___ ENTRIES PROVIDED

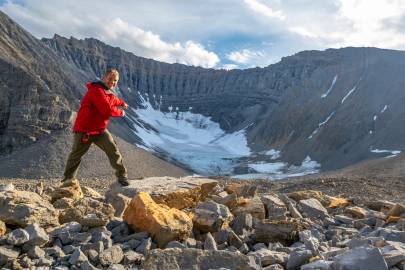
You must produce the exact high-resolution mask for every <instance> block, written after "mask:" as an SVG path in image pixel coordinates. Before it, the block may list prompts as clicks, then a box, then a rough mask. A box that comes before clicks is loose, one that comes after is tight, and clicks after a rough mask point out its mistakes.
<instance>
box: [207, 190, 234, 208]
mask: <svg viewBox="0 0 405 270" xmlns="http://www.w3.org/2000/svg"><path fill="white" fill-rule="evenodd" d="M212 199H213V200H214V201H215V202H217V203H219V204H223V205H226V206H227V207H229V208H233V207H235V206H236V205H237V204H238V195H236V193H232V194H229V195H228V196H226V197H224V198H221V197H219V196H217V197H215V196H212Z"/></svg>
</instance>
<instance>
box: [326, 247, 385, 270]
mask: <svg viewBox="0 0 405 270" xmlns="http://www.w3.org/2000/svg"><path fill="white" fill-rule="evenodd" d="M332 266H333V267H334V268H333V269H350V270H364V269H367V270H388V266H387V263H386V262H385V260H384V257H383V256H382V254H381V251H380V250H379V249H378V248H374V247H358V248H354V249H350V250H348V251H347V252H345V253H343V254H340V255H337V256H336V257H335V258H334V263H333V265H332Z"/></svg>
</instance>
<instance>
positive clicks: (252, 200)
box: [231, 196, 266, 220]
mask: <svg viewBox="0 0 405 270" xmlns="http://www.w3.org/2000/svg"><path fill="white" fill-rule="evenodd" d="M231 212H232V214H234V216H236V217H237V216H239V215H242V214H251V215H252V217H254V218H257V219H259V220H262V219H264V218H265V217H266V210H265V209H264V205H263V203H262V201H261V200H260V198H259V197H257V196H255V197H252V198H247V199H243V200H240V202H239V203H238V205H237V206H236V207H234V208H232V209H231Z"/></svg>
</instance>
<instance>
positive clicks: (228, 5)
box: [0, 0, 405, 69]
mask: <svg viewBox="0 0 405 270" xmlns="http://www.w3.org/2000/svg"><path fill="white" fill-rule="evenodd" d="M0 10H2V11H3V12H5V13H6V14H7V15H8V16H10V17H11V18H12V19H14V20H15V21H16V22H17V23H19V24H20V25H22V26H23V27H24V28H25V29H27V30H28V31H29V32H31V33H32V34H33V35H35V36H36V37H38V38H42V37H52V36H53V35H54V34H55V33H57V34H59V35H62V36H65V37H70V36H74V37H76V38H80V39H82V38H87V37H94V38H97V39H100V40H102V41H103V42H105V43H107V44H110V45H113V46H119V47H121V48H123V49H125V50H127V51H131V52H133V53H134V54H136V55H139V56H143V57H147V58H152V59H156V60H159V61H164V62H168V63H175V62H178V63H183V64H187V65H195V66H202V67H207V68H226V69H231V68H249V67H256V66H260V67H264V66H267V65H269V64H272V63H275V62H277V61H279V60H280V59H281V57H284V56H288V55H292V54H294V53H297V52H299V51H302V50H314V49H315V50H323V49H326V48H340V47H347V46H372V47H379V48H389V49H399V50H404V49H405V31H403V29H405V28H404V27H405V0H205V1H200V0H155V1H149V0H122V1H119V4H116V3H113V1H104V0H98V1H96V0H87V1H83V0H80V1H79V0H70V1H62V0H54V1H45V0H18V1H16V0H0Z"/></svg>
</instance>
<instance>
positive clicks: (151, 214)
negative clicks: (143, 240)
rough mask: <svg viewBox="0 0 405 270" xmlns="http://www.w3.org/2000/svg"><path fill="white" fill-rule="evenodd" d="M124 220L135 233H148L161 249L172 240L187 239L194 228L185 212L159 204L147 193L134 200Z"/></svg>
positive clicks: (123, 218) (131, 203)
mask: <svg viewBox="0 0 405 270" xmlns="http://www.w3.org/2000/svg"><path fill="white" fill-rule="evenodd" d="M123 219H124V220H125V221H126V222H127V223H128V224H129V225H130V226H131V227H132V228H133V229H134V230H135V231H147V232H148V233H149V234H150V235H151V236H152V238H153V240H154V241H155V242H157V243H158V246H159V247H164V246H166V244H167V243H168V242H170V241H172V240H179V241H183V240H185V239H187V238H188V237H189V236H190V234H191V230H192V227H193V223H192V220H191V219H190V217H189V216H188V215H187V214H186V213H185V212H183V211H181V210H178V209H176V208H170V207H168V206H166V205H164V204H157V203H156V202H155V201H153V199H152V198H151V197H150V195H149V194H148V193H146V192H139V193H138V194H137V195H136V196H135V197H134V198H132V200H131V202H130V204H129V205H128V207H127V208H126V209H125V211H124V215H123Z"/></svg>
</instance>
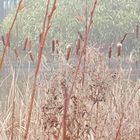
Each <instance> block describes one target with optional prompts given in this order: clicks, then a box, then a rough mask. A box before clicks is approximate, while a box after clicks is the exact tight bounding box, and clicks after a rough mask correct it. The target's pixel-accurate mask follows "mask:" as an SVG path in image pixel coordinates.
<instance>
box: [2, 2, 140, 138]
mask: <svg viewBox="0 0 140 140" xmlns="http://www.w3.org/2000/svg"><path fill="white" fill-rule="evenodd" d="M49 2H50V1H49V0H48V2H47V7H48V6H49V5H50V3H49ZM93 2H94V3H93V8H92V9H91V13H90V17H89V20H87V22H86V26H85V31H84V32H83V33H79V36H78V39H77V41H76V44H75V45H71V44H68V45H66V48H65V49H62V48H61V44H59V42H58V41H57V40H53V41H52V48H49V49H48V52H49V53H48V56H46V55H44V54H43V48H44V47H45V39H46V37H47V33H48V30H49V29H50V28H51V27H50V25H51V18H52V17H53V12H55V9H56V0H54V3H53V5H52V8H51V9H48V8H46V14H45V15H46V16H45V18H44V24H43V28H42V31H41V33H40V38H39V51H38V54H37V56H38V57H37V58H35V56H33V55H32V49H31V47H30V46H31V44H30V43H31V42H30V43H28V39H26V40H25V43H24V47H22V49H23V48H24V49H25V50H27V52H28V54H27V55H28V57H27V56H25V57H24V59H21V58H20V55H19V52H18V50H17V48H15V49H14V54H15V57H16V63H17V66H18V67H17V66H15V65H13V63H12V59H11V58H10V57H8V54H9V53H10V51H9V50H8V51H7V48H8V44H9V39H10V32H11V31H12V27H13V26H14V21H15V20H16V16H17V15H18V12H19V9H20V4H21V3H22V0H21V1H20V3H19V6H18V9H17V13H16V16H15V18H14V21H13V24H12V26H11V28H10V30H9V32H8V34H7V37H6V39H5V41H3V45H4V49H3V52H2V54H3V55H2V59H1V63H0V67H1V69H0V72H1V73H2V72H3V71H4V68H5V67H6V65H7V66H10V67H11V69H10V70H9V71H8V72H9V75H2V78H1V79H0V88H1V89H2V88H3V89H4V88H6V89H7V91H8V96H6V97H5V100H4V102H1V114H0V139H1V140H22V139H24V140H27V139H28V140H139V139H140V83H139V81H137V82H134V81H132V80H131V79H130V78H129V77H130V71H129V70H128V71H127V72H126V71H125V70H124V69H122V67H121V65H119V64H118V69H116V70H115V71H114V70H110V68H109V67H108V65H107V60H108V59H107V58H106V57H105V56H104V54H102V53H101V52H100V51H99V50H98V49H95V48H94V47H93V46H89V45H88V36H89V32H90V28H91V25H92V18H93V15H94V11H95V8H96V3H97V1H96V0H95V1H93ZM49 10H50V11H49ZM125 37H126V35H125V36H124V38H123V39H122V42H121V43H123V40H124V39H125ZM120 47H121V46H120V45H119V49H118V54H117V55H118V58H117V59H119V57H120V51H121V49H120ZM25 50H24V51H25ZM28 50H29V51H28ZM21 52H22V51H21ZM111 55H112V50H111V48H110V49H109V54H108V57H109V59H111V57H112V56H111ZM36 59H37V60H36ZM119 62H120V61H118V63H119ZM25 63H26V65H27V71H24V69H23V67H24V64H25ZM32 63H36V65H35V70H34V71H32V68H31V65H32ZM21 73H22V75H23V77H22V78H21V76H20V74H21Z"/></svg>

______

• _REQUIREMENT_
Show every line of the records that contains the word "block", treating uppercase and lowercase as different.

• _SOLUTION FOR THIS PROBLEM_
You must produce the exact high-resolution mask for every <instance> block, written after "mask:" as an SVG path in image pixel coordinates. Before it, the block may list prompts as clicks, then a box, then a rough mask. A box that comes before clicks is loose, one that comes after is tight, and clicks after a rough mask point out its mistakes.
Each <instance> block describes one target with optional prompts given in this order: clicks, then a box, then a rough mask. A box before clicks is approximate, while a box after clicks is the exact tight bounding box, and clicks after a rough mask correct it. The target's pixel-accurate mask follows "mask:" as an SVG path in image pixel coordinates.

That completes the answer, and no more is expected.